Only the lines below, from the one with "489L559 738L575 710L562" through the one with "375L602 388L599 373L577", are to be written out, exactly.

[Stored records]
::::

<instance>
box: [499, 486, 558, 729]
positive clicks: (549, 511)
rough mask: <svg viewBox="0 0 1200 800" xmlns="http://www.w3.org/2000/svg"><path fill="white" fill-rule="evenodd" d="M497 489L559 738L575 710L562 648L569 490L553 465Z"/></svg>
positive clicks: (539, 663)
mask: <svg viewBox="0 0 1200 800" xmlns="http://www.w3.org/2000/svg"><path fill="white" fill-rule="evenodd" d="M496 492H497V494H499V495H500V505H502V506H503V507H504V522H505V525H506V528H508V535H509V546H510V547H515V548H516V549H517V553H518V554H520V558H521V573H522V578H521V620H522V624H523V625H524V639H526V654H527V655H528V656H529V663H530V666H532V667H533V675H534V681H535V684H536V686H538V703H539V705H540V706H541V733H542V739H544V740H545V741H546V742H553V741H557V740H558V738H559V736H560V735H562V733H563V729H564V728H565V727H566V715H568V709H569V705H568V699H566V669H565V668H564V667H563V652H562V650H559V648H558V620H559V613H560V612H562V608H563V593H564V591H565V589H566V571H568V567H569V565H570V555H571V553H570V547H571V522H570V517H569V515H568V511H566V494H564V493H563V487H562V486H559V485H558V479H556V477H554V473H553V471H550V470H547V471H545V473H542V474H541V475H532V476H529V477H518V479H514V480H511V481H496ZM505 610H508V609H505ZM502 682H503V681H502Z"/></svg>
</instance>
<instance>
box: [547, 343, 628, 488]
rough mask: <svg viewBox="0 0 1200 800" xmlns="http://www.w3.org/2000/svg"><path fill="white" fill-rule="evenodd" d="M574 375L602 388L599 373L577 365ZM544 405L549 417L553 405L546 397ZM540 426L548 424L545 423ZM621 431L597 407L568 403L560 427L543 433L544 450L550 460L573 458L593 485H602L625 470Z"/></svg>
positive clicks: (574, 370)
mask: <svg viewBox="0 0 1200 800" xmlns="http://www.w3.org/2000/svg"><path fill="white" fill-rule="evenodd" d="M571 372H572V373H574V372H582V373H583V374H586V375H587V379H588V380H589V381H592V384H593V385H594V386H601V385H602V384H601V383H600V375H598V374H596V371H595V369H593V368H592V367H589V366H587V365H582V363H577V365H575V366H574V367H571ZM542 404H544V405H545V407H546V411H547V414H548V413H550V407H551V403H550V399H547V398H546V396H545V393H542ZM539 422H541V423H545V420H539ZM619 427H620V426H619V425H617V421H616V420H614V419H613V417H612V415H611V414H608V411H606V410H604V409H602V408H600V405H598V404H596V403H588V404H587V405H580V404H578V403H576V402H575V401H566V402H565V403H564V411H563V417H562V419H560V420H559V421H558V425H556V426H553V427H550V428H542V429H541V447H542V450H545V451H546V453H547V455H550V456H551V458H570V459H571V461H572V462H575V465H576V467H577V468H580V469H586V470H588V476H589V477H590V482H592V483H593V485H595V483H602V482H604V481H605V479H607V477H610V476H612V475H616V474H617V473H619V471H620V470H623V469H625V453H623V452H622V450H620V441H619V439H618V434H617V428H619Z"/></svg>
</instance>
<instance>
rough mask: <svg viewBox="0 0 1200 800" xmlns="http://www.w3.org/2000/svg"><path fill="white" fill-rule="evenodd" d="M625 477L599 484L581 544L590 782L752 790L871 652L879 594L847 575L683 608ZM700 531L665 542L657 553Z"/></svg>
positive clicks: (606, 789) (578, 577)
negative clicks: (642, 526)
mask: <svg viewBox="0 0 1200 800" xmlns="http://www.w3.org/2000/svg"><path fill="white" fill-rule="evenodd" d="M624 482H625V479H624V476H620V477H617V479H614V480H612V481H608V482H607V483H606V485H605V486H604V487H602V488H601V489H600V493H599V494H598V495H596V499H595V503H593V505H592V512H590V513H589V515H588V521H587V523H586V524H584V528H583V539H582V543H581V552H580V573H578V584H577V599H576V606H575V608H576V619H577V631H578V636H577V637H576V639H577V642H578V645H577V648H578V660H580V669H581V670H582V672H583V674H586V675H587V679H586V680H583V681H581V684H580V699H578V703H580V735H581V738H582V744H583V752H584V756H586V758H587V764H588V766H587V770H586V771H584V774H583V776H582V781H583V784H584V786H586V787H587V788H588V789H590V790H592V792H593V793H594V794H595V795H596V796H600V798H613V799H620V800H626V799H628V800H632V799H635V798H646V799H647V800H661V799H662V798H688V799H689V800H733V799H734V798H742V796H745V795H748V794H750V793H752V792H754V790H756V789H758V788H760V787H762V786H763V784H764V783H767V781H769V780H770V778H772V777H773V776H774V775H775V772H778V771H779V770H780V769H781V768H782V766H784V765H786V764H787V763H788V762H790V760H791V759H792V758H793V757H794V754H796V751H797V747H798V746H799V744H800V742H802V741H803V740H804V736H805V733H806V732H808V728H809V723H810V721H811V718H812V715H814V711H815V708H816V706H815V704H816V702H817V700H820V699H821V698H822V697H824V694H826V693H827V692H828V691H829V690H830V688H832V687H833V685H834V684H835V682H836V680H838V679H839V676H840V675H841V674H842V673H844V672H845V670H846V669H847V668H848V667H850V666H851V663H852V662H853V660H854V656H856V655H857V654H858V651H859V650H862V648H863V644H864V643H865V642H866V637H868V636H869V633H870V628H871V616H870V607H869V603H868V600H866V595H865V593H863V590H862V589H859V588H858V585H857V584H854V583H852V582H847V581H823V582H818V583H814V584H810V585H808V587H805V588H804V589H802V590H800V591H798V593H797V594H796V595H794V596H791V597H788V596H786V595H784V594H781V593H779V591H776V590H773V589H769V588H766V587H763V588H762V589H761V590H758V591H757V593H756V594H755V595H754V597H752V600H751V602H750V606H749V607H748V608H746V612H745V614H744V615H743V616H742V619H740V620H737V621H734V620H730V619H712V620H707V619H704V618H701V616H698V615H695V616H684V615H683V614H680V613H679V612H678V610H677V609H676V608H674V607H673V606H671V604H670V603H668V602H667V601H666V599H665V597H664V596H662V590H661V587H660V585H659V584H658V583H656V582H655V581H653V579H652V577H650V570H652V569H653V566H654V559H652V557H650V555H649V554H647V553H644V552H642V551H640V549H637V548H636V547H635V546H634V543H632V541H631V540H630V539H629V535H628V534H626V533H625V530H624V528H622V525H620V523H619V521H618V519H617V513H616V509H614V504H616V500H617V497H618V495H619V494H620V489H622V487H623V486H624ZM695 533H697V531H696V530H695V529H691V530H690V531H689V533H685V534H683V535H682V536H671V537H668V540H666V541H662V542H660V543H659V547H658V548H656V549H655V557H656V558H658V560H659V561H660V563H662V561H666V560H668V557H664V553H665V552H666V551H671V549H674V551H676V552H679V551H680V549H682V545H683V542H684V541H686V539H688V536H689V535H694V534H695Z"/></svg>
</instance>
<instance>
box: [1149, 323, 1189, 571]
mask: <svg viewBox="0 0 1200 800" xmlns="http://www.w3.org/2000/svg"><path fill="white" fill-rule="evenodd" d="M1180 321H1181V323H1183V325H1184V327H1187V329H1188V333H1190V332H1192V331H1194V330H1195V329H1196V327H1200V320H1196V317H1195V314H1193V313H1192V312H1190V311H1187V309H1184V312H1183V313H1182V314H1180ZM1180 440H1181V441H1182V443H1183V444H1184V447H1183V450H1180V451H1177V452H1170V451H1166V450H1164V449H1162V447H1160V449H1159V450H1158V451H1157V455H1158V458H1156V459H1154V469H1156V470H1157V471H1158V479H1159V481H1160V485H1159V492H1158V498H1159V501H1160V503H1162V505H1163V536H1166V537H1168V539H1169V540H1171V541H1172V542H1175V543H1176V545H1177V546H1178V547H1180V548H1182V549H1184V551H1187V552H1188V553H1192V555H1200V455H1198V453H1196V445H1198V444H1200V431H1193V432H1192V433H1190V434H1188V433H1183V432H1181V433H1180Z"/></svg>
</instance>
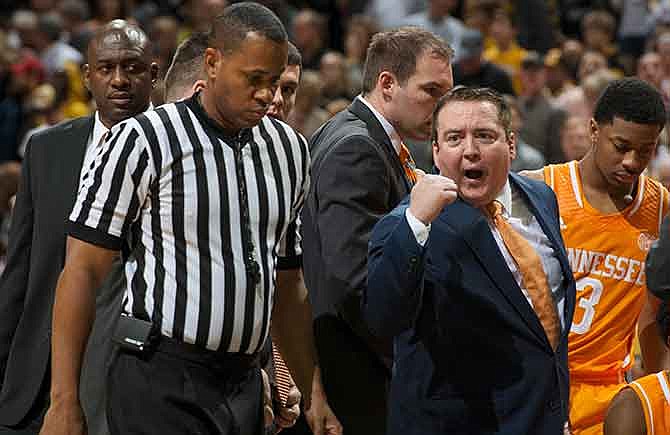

::::

Reply ::
rough mask: <svg viewBox="0 0 1200 800" xmlns="http://www.w3.org/2000/svg"><path fill="white" fill-rule="evenodd" d="M497 489L559 738L575 710L562 648L569 490L553 465Z"/></svg>
positive clicks: (539, 663)
mask: <svg viewBox="0 0 1200 800" xmlns="http://www.w3.org/2000/svg"><path fill="white" fill-rule="evenodd" d="M496 492H497V494H499V495H500V505H502V506H503V507H504V522H505V525H506V528H508V535H509V546H510V547H515V548H516V549H517V553H518V554H520V558H521V573H522V578H521V620H522V624H523V625H524V639H526V654H527V655H528V656H529V663H530V666H532V667H533V675H534V681H535V684H536V686H538V703H539V705H540V706H541V733H542V739H544V740H545V741H546V742H553V741H557V740H558V738H559V736H560V735H562V733H563V729H564V728H565V727H566V715H568V709H569V705H568V699H566V669H565V668H564V667H563V652H562V650H559V648H558V620H559V613H560V612H562V608H563V593H564V591H565V589H566V571H568V567H569V565H570V555H571V553H570V547H571V522H570V517H569V515H568V511H566V494H564V493H563V487H562V486H559V485H558V479H556V477H554V473H553V471H550V470H547V471H545V473H542V474H541V475H532V476H529V477H518V479H514V480H511V481H496ZM505 610H508V609H505ZM502 682H503V681H502Z"/></svg>
</instance>
<instance>
box: [547, 343, 628, 488]
rough mask: <svg viewBox="0 0 1200 800" xmlns="http://www.w3.org/2000/svg"><path fill="white" fill-rule="evenodd" d="M574 375L602 388L599 373L577 365ZM544 405L549 417L553 405L546 397ZM540 426L548 424L545 423ZM621 431L597 407L568 403L560 427L543 433L544 450L550 460L573 458L593 485H602L625 470Z"/></svg>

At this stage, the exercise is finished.